#### [To do]
Reproduce all of the material below word for word, changing nothing in any line.

#### [Data for the task]
^^^^
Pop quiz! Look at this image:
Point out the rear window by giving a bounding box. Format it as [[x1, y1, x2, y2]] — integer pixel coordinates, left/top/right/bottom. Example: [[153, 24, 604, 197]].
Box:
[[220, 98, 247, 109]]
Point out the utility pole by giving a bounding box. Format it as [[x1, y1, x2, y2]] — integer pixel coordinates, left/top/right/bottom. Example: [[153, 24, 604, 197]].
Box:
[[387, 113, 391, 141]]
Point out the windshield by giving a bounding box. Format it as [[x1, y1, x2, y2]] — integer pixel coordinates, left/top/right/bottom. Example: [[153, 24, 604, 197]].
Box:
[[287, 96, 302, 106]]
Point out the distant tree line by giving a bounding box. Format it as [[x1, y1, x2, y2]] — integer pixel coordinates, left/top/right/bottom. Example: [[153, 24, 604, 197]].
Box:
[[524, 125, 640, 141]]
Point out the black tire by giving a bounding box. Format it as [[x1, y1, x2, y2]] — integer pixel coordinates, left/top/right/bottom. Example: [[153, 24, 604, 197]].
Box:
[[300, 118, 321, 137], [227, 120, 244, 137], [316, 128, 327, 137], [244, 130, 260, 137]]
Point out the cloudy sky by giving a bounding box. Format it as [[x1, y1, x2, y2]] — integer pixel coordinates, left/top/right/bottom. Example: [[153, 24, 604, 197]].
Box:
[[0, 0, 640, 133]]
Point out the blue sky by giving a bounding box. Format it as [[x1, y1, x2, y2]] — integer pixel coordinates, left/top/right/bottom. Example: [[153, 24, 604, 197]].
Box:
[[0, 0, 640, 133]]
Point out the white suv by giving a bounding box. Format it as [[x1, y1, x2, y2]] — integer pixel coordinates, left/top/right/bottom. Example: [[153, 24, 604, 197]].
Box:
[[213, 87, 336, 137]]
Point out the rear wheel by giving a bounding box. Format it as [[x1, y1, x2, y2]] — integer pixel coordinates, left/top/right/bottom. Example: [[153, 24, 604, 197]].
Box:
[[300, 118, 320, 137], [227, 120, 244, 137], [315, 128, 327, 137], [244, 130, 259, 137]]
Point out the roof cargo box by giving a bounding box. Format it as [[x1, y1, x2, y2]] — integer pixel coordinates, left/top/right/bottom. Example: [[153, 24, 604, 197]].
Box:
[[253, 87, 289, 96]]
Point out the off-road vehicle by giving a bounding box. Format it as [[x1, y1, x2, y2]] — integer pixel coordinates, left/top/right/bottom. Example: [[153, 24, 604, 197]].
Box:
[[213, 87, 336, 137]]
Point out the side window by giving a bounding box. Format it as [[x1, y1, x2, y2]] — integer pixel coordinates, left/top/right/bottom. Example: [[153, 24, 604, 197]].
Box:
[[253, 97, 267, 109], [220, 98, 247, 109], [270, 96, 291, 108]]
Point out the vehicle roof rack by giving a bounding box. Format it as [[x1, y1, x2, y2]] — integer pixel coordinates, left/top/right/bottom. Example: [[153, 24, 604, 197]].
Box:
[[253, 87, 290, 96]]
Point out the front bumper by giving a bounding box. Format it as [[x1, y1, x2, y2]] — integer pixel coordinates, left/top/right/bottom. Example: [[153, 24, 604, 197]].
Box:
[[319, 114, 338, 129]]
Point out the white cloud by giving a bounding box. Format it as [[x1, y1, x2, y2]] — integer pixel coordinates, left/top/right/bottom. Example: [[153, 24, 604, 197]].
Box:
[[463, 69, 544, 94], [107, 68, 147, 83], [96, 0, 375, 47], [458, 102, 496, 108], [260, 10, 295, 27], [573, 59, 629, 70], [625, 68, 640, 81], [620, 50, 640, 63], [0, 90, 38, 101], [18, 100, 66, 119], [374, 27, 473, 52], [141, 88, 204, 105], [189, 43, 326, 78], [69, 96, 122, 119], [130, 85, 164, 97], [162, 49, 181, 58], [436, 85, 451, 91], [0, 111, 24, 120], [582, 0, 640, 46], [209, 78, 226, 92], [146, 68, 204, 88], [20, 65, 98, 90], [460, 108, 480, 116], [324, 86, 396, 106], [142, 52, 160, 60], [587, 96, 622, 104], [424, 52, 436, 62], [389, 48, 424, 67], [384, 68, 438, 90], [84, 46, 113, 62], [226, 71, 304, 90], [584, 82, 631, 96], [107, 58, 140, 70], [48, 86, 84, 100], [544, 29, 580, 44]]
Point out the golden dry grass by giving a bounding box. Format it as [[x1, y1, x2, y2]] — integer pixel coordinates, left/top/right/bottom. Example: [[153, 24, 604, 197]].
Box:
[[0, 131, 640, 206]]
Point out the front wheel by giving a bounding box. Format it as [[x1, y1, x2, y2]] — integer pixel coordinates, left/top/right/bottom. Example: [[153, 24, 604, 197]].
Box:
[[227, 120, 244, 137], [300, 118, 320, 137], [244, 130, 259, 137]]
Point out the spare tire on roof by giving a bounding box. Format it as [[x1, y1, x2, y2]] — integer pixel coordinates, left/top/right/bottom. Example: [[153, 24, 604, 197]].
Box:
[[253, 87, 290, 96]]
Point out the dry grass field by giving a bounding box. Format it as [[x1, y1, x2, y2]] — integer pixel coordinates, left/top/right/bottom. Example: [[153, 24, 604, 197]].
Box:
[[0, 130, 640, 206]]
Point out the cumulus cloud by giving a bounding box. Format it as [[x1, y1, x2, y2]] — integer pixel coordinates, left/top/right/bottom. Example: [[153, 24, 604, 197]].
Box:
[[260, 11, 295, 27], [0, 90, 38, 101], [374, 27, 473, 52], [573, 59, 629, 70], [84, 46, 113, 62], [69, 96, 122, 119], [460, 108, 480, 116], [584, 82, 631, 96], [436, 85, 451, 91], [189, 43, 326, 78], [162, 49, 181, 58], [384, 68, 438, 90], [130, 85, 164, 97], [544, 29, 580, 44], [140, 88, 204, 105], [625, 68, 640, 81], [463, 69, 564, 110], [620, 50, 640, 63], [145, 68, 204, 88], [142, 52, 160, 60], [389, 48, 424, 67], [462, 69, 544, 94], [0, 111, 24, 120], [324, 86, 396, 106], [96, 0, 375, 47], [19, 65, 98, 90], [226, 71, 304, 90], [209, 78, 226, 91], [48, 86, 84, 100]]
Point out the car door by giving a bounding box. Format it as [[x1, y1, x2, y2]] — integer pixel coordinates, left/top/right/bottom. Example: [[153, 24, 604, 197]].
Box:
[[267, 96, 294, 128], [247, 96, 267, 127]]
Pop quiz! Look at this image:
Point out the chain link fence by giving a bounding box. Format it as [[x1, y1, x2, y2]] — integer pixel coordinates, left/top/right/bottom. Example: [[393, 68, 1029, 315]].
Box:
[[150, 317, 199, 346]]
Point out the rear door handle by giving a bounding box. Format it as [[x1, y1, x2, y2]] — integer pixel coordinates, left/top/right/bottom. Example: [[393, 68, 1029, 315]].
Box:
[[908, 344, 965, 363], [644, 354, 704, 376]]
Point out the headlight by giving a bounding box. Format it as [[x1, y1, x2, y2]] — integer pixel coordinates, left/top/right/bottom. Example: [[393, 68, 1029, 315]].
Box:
^^^^
#### [Expected output]
Pop quiz! Look at this image:
Point out the rear window by giving a bounding box. Format it as [[x1, y1, x2, y2]] — integer pixel coordinates, left/top/right/bottom. Example: [[153, 24, 604, 197]].
Box:
[[220, 98, 247, 109]]
Point out the utility pole by giving a bounding box. Format it as [[x1, y1, x2, y2]] — integer pixel coordinates, left/top/right/bottom. Example: [[153, 24, 604, 197]].
Box:
[[387, 113, 391, 141]]
Point out the windshield by giving a bounding box. Format it as [[x1, y1, x2, y2]] — integer pixel coordinates, left/top/right/bottom. Example: [[153, 24, 604, 197]].
Box:
[[287, 96, 302, 106]]
Point out the distant tree line by giving a bounding box. Format it as [[x1, y1, x2, y2]] — integer pixel coordinates, left/top/right/bottom. Example: [[153, 24, 604, 197]].
Box:
[[524, 125, 640, 141]]
Point out the black tire by giving a bounding box. Format it as [[x1, y1, x2, y2]] — integer pixel coordinates, left/top/right/bottom. Example: [[153, 24, 604, 197]].
Box:
[[300, 118, 321, 137], [227, 120, 244, 137], [316, 128, 327, 137], [244, 130, 260, 137]]
Point out the cloudy sky by giving a bounding box. Format it as [[x1, y1, x2, y2]] — integer pixel coordinates, left/top/right/bottom. Example: [[153, 24, 604, 197]].
Box:
[[0, 0, 640, 133]]
Point out the blue sky by giving a bounding box. Format it as [[x1, y1, x2, y2]] — integer pixel coordinates, left/top/right/bottom. Example: [[153, 24, 604, 197]].
Box:
[[0, 0, 640, 133]]
Point out the white suv by giving a bounding box. Format it as [[x1, y1, x2, y2]] — integer pixel coordinates, left/top/right/bottom. Example: [[153, 24, 604, 197]].
Box:
[[213, 87, 336, 137]]
Point out the rear wheel by giving a bounding box. Format it as [[x1, y1, x2, y2]] — integer pixel coordinates, left/top/right/bottom. Example: [[153, 24, 604, 197]].
Box:
[[300, 118, 320, 137], [227, 120, 244, 137], [315, 128, 327, 137], [244, 130, 259, 137]]
Point out the roof cargo box by giving a bounding box. Format it as [[x1, y1, x2, y2]] — integer pixel coordinates, left/top/right/bottom. Example: [[153, 24, 604, 197]].
Box:
[[253, 87, 289, 96]]
Point out the off-road vehicle by giving a bounding box. Format it as [[x1, y1, x2, y2]] — integer pixel coordinates, left/top/right/bottom. Example: [[153, 24, 604, 197]].
Box:
[[213, 87, 336, 137]]
Point out the side window by giving a bounding box. Format it as [[x1, y1, x2, y2]] — integer pixel coordinates, left/top/right/bottom. Example: [[153, 24, 604, 197]].
Box:
[[253, 97, 267, 109], [220, 98, 247, 109], [270, 96, 291, 108]]
Point out the vehicle roof rack by giving a bounding box. Format it as [[x1, y1, x2, y2]] — integer pixel coordinates, left/top/right/bottom. Example: [[153, 24, 604, 197]].
Box:
[[253, 87, 290, 96]]
Point out the front bumper by giving a bounding box. Format it as [[x1, y1, x2, y2]] — integer pixel coordinates, left/top/right/bottom. Example: [[153, 24, 604, 197]].
Box:
[[319, 114, 338, 129]]
Point out the white cloud by giving a bounding box. Format it as [[x1, y1, x2, y2]] — integer pixel coordinates, left/top/right/bottom. Example: [[153, 24, 604, 197]].
Box:
[[463, 69, 544, 94], [107, 68, 147, 83], [96, 0, 375, 47], [458, 102, 496, 108], [260, 10, 295, 27], [573, 59, 629, 70], [625, 68, 640, 81], [620, 50, 640, 63], [0, 90, 38, 101], [18, 100, 66, 119], [374, 27, 473, 52], [141, 88, 204, 105], [189, 43, 326, 78], [69, 96, 122, 119], [130, 85, 164, 97], [162, 49, 181, 58], [436, 85, 451, 91], [0, 111, 24, 120], [582, 0, 640, 46], [209, 78, 226, 92], [146, 68, 204, 88], [20, 65, 98, 90], [460, 108, 480, 116], [324, 86, 396, 106], [142, 52, 160, 60], [587, 96, 622, 104], [424, 52, 436, 62], [389, 48, 424, 67], [384, 68, 438, 90], [84, 46, 113, 62], [226, 71, 304, 90], [584, 82, 631, 96], [107, 58, 140, 70], [48, 86, 84, 100], [544, 29, 580, 44]]
Point out the golden dry grass by giving a bounding box. Format it as [[x1, y1, x2, y2]] — integer pixel coordinates, left/top/right/bottom. Example: [[153, 24, 604, 197]].
Box:
[[0, 131, 640, 206]]
Point out the front wheel by giving a bounding box. Format it as [[x1, y1, x2, y2]] — integer pixel coordinates, left/top/right/bottom. Example: [[153, 24, 604, 197]].
Box:
[[227, 120, 244, 137], [300, 118, 320, 137], [244, 130, 259, 137]]
Point out the spare tire on roof by giving a bounding box. Format it as [[x1, y1, x2, y2]] — integer pixel coordinates, left/top/right/bottom. Example: [[153, 24, 604, 197]].
Box:
[[253, 87, 290, 96]]
Point out the dry grass field by giving a bounding box. Format it as [[x1, y1, x2, y2]] — integer pixel coordinates, left/top/right/bottom. Example: [[153, 24, 604, 197]].
Box:
[[0, 130, 640, 206]]
Point out the cumulus cloud by giving a bounding box. Format it as [[x1, y1, x2, y2]] — integer pixel coordinates, left/top/right/bottom. Example: [[153, 24, 604, 197]].
Box:
[[260, 11, 295, 27], [0, 90, 38, 101], [374, 27, 473, 52], [573, 59, 629, 70], [84, 46, 113, 62], [69, 96, 122, 119], [460, 108, 480, 116], [584, 82, 631, 96], [436, 85, 451, 91], [189, 43, 326, 78], [162, 49, 181, 58], [384, 68, 438, 90], [130, 85, 164, 97], [544, 29, 580, 44], [140, 88, 204, 105], [625, 68, 640, 81], [463, 69, 564, 110], [620, 50, 640, 63], [145, 68, 204, 88], [142, 52, 160, 60], [389, 48, 424, 67], [462, 69, 544, 94], [0, 111, 24, 120], [324, 86, 396, 106], [96, 0, 375, 47], [19, 65, 98, 90], [226, 71, 304, 90], [209, 78, 226, 91], [48, 86, 84, 100]]
Point out the car door by giving a bounding box. Format it as [[x1, y1, x2, y2]] — integer pixel coordinates, left/top/right/bottom. Example: [[153, 24, 604, 197]].
Box:
[[267, 96, 294, 128], [247, 96, 267, 127]]
Pop quiz! Look at this image:
Point out the chain link fence by giving a bounding box. Format it as [[x1, y1, x2, y2]] — integer pixel coordinates, left/top/right/bottom. Example: [[393, 68, 1029, 315]].
Box:
[[150, 317, 199, 346]]
Point out the rear door handle by giving a bounding box. Format it as [[x1, y1, x2, y2]] — integer pixel coordinates, left/top/right/bottom. Example: [[393, 68, 1029, 315]].
Box:
[[908, 344, 965, 363], [644, 354, 704, 376]]
Point out the headlight by giving a bounding box. Format it as [[x1, y1, x2, y2]] — integer pixel coordinates, left/top/right/bottom. Example: [[393, 68, 1029, 315]].
Box:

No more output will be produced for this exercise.